§ **WRITTEN TASK**
Copy out all the records below, swapping "assignment" for "task" every time it appears and changing nothing else.

________

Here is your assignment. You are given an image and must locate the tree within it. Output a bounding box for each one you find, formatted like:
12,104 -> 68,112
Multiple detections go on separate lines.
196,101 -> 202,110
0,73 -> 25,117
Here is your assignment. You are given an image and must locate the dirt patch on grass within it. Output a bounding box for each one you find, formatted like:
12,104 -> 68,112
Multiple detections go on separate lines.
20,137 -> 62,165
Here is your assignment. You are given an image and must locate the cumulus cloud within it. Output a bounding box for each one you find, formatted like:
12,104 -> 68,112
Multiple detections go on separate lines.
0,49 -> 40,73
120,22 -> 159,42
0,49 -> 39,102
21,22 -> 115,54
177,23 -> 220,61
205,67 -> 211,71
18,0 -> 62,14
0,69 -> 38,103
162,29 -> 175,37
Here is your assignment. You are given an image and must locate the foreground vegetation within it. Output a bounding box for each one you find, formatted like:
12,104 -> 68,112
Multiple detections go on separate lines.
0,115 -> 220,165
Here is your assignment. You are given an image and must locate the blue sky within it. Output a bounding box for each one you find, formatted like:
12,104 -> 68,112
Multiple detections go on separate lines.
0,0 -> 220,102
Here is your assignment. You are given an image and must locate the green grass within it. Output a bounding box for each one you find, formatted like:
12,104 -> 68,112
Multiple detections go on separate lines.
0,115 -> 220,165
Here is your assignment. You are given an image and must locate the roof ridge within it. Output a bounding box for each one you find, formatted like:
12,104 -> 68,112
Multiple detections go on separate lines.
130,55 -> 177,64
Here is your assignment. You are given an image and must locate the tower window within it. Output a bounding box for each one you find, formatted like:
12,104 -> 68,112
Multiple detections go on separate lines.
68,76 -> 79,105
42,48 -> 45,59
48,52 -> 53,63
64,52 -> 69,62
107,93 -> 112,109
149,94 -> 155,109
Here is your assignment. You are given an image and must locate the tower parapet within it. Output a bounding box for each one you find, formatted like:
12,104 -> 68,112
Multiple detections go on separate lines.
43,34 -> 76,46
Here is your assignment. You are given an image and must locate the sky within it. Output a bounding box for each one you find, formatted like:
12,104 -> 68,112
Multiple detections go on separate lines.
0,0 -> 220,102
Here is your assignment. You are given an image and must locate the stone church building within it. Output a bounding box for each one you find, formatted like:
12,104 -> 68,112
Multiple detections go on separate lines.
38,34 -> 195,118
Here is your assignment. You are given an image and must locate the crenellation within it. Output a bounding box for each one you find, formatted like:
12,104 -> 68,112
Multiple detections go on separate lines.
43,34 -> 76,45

________

§ **TASK RESULT**
Here is your task. You are given an image and must locate the tree within it. Output a bounding box for each one you find, formatted like:
12,104 -> 68,112
Multiple detections go on separate lines.
196,101 -> 202,110
0,73 -> 25,117
Here is your task. You are given an image and must locate the dirt patch on grass within it. Output a bounding box for each one you find, formatted like:
12,104 -> 68,112
Multiple detections go on separate lines.
20,137 -> 62,165
Here is your task. You are given an image and must locate the cumulus cloud within it. Output a bounding box for each one you find, formatted like:
12,104 -> 68,112
Multiple detections go on separate lines.
0,49 -> 40,73
120,22 -> 159,42
0,49 -> 39,102
21,22 -> 115,54
177,23 -> 220,61
205,67 -> 211,71
18,0 -> 62,14
0,69 -> 38,103
162,29 -> 175,37
Here is your task. You are given an image and must locate the foreground vegetation within it. Output a bounding box for each one you find, formatted like:
12,104 -> 68,112
Multiple detections go on separate lines.
0,115 -> 220,165
Here is your task. You are given an image and must locate the blue sky within it. Output a bounding box for each one you find, formatted like:
12,104 -> 68,112
Multiple detections go on separate lines.
0,0 -> 220,102
Here is your task. You are given an image and must locate the green grass within it. Output a bounding box for each one you find, formatted like:
12,104 -> 68,112
Multiple detections go on separate lines.
0,115 -> 220,165
Here is your task. You are given an image and must locate the roof ridge within it. Output a bounding box for each one you find, formatted like:
12,104 -> 68,112
Multiple detections go on separate lines.
130,55 -> 177,64
Here is your task. You are given an image and must locate the tower window within it. Output a bounding box for each one you find, formatted like:
12,104 -> 68,112
Multiple detections go on separate lines.
68,76 -> 79,105
42,48 -> 45,59
48,52 -> 53,63
64,52 -> 69,62
107,93 -> 112,109
149,94 -> 155,109
Here is your task. You are given an image and must locate the tower parapet within it. Output a bounding box for each one you find, formatted like:
12,104 -> 68,112
Multiple detections go on separate lines.
43,34 -> 76,46
Here is your task. You are given an image and must locate the sky within it. Output a bounding box for each one you find, formatted like:
12,104 -> 68,112
Multiple detections go on separate lines.
0,0 -> 220,102
Here is your task. You are given an image and must locate the stone church building within it. Output a bounding box for each one you find, formatted like:
12,104 -> 68,112
Multiple detections go on separate lines.
38,34 -> 195,118
Here is your task. You are given an image and must locate the crenellation within it. Output a bounding box for each one you find, formatted like:
12,104 -> 68,112
Multiple detections go on separate lines.
43,34 -> 76,45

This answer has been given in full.